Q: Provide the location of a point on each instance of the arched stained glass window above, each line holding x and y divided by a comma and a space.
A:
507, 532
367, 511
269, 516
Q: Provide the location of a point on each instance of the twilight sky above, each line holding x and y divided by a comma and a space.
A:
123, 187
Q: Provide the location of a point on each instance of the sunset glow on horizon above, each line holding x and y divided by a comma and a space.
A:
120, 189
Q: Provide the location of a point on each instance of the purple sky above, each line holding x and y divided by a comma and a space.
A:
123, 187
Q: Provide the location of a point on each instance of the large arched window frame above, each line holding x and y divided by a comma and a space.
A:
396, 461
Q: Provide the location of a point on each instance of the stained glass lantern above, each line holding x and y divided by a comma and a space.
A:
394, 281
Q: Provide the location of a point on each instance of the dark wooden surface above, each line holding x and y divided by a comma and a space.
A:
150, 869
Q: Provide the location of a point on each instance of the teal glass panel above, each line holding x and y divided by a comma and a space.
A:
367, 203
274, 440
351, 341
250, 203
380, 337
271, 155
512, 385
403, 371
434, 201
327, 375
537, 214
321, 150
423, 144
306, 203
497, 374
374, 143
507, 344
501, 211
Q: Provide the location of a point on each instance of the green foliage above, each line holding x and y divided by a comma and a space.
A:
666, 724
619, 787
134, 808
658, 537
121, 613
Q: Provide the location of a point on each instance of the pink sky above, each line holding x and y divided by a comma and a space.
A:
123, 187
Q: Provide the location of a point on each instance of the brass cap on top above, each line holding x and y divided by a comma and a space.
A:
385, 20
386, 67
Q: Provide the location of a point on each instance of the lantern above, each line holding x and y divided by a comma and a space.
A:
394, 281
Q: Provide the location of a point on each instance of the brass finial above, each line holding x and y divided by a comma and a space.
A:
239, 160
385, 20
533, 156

=-=-=-=-=

DIRECTIVE: Please rewrite the listing above, replacing every "divided by" with "separated by" and leaving everything else unchanged.

EXERCISE RESULT:
Q: Provide the location of a point on each instance of the arched stained glass window above, each line holding x and y separated by a comma and a space.
A:
507, 532
367, 511
269, 516
Q: Provide the location of a point on each instance of the twilight sky above, each line holding x and y separated by a comma and a space.
A:
123, 187
Q: Provide the location of a point on each instance of the sunset glow on horizon above, each line holding x and y separated by a comma and a space.
A:
120, 189
Q: Provide the location of a point on each instance of the purple sky above, each line holding x and y separated by a comma and a space.
A:
123, 187
Q: Provide the location of a point on each instance of the large arched window frame above, each line holding x and y separated by a comma and a space.
A:
396, 461
Q: Provide the location of a point on each instance of the stained glass lantern above, each line holding x and y separated by a comma and a space.
A:
394, 281
Q: Provide the location of a point on each instance of the dark wooden surface above, each line holding x and y separated by a comma and a space.
A:
150, 869
Q: Provide the location of a point on each instance of the teal glass panel above, each line holding x and y separated by a comma and a space.
A:
367, 203
274, 440
351, 341
250, 203
380, 337
271, 155
512, 385
403, 371
434, 201
327, 375
537, 214
321, 150
423, 144
306, 203
497, 374
374, 143
507, 344
501, 211
Q: Provide the location of a point on each instance of the green foliage above, each line holding x and y separated by a comma and a space.
A:
666, 724
619, 787
134, 808
658, 537
121, 613
Q: Provide the location of a point on each instance of the pink sky above, each line holding x and y separated by a comma and a space.
A:
123, 187
Q: Provide the location of a point on each instance of the brass cap on top above, each line holding x and y separated by a comma and a space.
A:
385, 20
386, 67
Q: Provide the location of a point on each instance of the lantern above, each line holding x and y separated by a comma and a space.
A:
394, 281
Q: Provide the location of a point on each instance of the brass finial above, each line holding x and y separated by a comma and a space.
A:
239, 160
385, 20
533, 156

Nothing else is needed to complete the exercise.